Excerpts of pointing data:
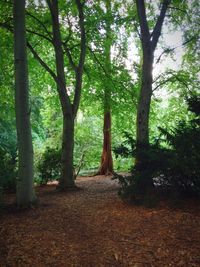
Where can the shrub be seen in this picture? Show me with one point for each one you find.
(49, 167)
(8, 170)
(173, 165)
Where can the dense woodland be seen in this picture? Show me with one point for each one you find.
(97, 87)
(99, 133)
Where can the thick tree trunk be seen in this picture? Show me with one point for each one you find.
(25, 192)
(106, 167)
(67, 175)
(145, 100)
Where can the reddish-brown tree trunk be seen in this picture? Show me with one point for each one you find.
(106, 166)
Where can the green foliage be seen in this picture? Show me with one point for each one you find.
(172, 161)
(8, 172)
(49, 166)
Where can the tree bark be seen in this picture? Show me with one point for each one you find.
(67, 172)
(149, 43)
(69, 110)
(25, 191)
(106, 166)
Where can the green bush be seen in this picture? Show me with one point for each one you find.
(172, 161)
(49, 167)
(8, 170)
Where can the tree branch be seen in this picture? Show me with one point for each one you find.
(145, 34)
(79, 71)
(42, 63)
(157, 29)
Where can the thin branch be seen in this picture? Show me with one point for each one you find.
(79, 71)
(144, 27)
(157, 29)
(40, 23)
(42, 63)
(169, 50)
(40, 35)
(68, 53)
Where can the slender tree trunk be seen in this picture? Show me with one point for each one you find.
(25, 192)
(149, 42)
(67, 175)
(69, 110)
(143, 110)
(106, 166)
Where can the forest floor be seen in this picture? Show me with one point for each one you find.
(92, 227)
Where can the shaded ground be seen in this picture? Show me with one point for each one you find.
(92, 228)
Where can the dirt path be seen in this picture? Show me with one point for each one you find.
(92, 228)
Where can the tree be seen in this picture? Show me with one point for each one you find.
(69, 108)
(25, 192)
(106, 166)
(149, 42)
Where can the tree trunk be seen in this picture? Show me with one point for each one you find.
(67, 175)
(106, 167)
(25, 192)
(142, 135)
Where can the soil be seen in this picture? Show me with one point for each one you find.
(92, 227)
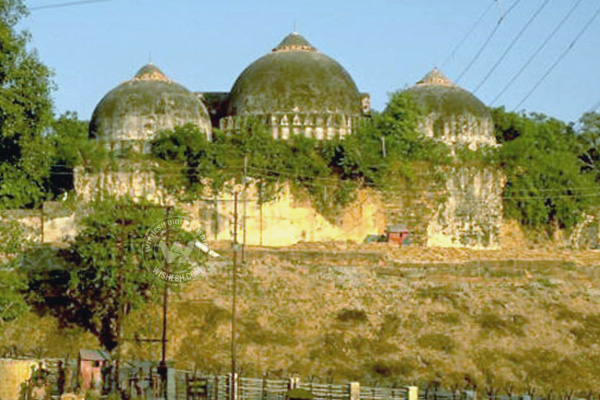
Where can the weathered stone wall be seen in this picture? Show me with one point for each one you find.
(12, 374)
(319, 126)
(471, 214)
(463, 211)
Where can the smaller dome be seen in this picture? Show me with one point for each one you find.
(451, 113)
(148, 103)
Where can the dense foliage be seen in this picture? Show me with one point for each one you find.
(101, 276)
(25, 114)
(549, 182)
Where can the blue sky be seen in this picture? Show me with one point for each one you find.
(384, 44)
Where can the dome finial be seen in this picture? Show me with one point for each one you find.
(294, 42)
(150, 72)
(435, 77)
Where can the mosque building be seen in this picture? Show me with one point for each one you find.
(297, 90)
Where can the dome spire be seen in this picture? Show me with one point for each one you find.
(435, 77)
(294, 42)
(150, 72)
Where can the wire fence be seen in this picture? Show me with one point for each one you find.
(197, 387)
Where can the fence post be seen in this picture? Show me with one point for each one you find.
(232, 386)
(413, 393)
(354, 391)
(293, 382)
(216, 387)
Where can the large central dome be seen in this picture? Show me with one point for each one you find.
(294, 78)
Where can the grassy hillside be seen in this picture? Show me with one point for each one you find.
(381, 314)
(504, 320)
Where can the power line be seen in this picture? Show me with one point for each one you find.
(509, 48)
(537, 51)
(561, 57)
(595, 107)
(468, 34)
(487, 41)
(67, 4)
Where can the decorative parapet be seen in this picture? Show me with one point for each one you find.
(320, 126)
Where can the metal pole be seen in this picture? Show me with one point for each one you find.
(244, 205)
(163, 359)
(42, 221)
(234, 296)
(260, 209)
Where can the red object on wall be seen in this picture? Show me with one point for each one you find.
(398, 234)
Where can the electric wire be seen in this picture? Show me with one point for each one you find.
(67, 4)
(537, 52)
(467, 35)
(560, 58)
(487, 41)
(511, 45)
(595, 107)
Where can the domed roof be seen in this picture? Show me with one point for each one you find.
(436, 93)
(146, 104)
(452, 114)
(294, 77)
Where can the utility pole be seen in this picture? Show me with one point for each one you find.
(42, 222)
(244, 205)
(234, 297)
(260, 190)
(119, 304)
(162, 368)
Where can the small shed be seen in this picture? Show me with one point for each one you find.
(398, 234)
(89, 366)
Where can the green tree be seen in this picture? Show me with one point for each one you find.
(589, 139)
(101, 277)
(547, 185)
(12, 301)
(68, 136)
(25, 114)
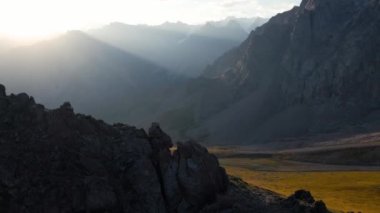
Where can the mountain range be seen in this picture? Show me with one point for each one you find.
(299, 74)
(179, 47)
(302, 73)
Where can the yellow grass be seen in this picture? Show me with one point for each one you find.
(346, 191)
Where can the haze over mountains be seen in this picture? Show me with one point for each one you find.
(300, 74)
(179, 47)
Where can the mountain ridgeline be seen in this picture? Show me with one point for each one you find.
(302, 73)
(57, 161)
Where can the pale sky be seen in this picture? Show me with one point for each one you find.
(28, 18)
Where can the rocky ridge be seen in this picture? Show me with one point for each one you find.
(59, 161)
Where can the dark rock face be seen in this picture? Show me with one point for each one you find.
(58, 161)
(302, 73)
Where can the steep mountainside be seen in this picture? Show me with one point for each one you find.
(302, 73)
(98, 79)
(57, 161)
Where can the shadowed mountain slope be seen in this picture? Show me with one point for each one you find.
(302, 73)
(58, 161)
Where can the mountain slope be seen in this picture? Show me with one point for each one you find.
(59, 161)
(97, 78)
(299, 74)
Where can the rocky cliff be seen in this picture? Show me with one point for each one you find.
(58, 161)
(304, 72)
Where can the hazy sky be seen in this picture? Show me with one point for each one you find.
(20, 18)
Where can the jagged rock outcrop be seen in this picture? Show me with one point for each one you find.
(302, 73)
(58, 161)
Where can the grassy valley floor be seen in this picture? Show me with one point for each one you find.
(343, 188)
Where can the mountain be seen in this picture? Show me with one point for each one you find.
(178, 47)
(248, 24)
(59, 161)
(98, 78)
(302, 73)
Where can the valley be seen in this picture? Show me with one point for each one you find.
(350, 186)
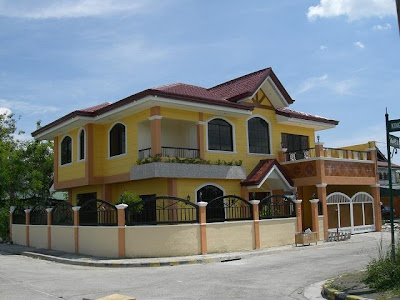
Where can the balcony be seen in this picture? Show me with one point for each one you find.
(329, 165)
(171, 152)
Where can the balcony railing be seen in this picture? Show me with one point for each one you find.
(171, 152)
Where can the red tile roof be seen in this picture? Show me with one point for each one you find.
(245, 86)
(261, 170)
(305, 116)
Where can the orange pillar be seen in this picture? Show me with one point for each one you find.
(256, 219)
(321, 189)
(314, 216)
(203, 226)
(299, 215)
(76, 227)
(121, 229)
(27, 222)
(12, 209)
(375, 193)
(155, 127)
(49, 223)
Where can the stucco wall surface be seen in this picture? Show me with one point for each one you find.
(62, 238)
(230, 236)
(277, 232)
(98, 241)
(158, 241)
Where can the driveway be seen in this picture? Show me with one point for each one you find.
(272, 275)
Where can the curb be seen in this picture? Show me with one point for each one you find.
(89, 263)
(333, 294)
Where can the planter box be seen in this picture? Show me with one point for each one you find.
(306, 238)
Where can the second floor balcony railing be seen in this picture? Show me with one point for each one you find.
(171, 152)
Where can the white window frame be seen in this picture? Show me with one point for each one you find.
(233, 136)
(126, 141)
(60, 150)
(269, 134)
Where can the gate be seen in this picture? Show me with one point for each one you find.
(355, 214)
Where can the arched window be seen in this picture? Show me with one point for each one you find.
(81, 148)
(66, 150)
(117, 140)
(258, 135)
(208, 193)
(220, 135)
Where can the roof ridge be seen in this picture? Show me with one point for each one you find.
(239, 78)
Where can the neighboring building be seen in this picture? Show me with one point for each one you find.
(252, 143)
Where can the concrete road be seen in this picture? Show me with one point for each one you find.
(275, 275)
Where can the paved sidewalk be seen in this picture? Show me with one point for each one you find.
(86, 260)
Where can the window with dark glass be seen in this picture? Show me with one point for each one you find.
(82, 145)
(258, 133)
(66, 150)
(117, 140)
(220, 135)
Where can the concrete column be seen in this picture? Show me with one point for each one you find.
(256, 219)
(76, 227)
(321, 190)
(203, 226)
(375, 193)
(27, 222)
(12, 209)
(314, 216)
(121, 229)
(155, 127)
(299, 215)
(49, 223)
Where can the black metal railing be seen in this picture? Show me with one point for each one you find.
(276, 206)
(62, 214)
(38, 215)
(179, 152)
(228, 208)
(19, 215)
(300, 154)
(98, 212)
(162, 210)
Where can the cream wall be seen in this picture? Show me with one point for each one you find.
(160, 241)
(19, 234)
(98, 241)
(63, 238)
(277, 232)
(230, 236)
(38, 236)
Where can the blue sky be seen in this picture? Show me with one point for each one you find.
(338, 59)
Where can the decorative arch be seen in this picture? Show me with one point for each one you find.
(268, 133)
(66, 150)
(214, 142)
(81, 144)
(117, 140)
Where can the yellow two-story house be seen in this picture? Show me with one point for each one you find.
(236, 138)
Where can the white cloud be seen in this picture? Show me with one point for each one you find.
(353, 9)
(323, 47)
(359, 45)
(70, 8)
(26, 107)
(386, 26)
(311, 83)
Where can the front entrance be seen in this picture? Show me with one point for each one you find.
(355, 214)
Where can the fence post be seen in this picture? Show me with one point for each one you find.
(121, 229)
(27, 221)
(76, 227)
(256, 220)
(203, 226)
(314, 216)
(12, 209)
(299, 215)
(49, 223)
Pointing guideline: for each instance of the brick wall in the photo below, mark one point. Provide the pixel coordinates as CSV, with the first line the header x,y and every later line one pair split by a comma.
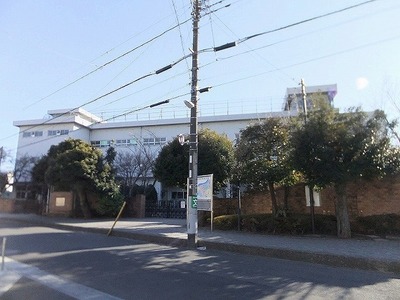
x,y
364,198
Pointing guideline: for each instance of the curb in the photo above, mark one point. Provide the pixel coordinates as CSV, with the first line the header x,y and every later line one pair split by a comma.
x,y
295,255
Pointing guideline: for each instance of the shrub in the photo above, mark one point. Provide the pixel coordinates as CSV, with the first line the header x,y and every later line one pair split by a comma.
x,y
377,224
225,222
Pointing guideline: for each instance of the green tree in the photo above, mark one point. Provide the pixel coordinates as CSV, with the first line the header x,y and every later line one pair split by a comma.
x,y
263,156
334,149
77,166
215,156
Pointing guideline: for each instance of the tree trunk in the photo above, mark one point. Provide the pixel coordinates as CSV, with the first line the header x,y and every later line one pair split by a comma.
x,y
273,198
84,204
342,214
286,197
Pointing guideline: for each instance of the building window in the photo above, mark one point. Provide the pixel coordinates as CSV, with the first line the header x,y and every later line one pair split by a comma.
x,y
57,132
154,141
126,142
32,134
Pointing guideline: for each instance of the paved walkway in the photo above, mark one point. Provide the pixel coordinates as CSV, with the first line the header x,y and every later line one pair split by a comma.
x,y
364,252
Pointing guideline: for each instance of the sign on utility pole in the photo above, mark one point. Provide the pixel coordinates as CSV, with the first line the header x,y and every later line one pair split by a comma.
x,y
192,225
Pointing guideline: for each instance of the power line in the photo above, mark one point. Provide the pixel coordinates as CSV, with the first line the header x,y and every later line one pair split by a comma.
x,y
109,62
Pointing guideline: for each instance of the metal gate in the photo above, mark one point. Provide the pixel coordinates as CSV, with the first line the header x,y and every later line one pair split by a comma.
x,y
165,209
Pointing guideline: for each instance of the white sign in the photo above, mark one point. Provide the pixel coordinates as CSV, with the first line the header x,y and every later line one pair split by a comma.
x,y
205,192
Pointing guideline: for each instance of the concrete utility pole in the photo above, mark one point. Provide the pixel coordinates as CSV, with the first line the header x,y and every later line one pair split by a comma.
x,y
304,95
310,188
192,226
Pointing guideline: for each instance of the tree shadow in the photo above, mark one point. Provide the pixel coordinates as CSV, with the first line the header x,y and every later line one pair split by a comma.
x,y
132,269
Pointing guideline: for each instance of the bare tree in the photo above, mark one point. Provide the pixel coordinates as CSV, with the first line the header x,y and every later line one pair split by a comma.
x,y
134,167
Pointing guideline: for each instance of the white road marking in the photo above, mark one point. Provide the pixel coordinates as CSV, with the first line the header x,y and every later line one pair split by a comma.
x,y
7,280
76,290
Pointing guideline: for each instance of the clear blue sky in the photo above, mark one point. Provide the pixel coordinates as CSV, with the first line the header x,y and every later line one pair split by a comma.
x,y
45,45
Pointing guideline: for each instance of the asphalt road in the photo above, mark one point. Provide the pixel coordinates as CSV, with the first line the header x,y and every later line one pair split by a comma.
x,y
47,263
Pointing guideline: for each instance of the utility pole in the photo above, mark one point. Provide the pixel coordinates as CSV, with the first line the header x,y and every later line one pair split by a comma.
x,y
192,226
304,95
310,188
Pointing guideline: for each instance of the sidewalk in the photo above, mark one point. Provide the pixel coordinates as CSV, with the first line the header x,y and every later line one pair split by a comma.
x,y
370,254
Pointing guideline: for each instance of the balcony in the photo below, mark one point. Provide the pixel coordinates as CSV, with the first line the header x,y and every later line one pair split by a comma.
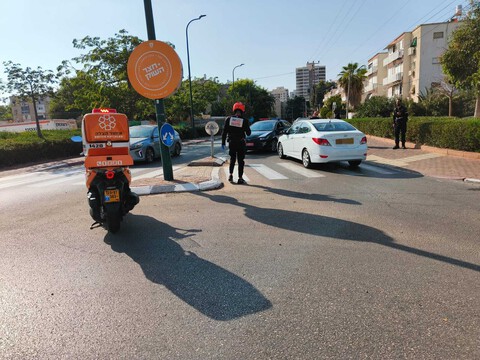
x,y
371,70
370,87
392,57
393,78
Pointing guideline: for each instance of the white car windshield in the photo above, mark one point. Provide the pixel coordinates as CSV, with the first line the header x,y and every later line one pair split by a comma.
x,y
334,126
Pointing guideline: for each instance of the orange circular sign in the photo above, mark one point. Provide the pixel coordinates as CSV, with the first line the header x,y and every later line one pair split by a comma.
x,y
154,69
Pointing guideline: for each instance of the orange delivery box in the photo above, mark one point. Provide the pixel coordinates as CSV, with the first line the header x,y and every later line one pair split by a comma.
x,y
106,138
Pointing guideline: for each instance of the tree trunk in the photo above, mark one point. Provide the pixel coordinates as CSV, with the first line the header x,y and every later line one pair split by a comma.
x,y
477,107
39,132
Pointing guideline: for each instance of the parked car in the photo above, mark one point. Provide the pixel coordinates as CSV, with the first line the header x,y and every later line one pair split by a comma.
x,y
265,134
145,145
323,141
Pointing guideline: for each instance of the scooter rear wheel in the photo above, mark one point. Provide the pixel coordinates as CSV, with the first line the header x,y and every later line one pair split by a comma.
x,y
113,222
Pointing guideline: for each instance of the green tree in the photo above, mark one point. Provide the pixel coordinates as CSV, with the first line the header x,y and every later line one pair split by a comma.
x,y
461,60
351,79
258,102
105,75
205,93
29,85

▶ [AIM OF THE EXERCISE] The line containing "Pointing guideline: for each instance of the scooter" marks the start; retype it and each line after it through the end of the records above, exactly.

▶ [SOLUTION FOR THIS TASK]
Pointing guideline: for each instance of the scooter rear wheel in the photo above, mark one point. Provide the pixel coordinates as CSV, with the first line the header x,y and every later line one pair split by a comma.
x,y
113,222
Pointing guideline: for each instance of the green tree in the photo above, mark one point. Provide the pixel coordinates as CSV, with the first line the header x,y and every later line one pair split by a comma.
x,y
461,60
351,79
258,102
105,75
205,93
29,85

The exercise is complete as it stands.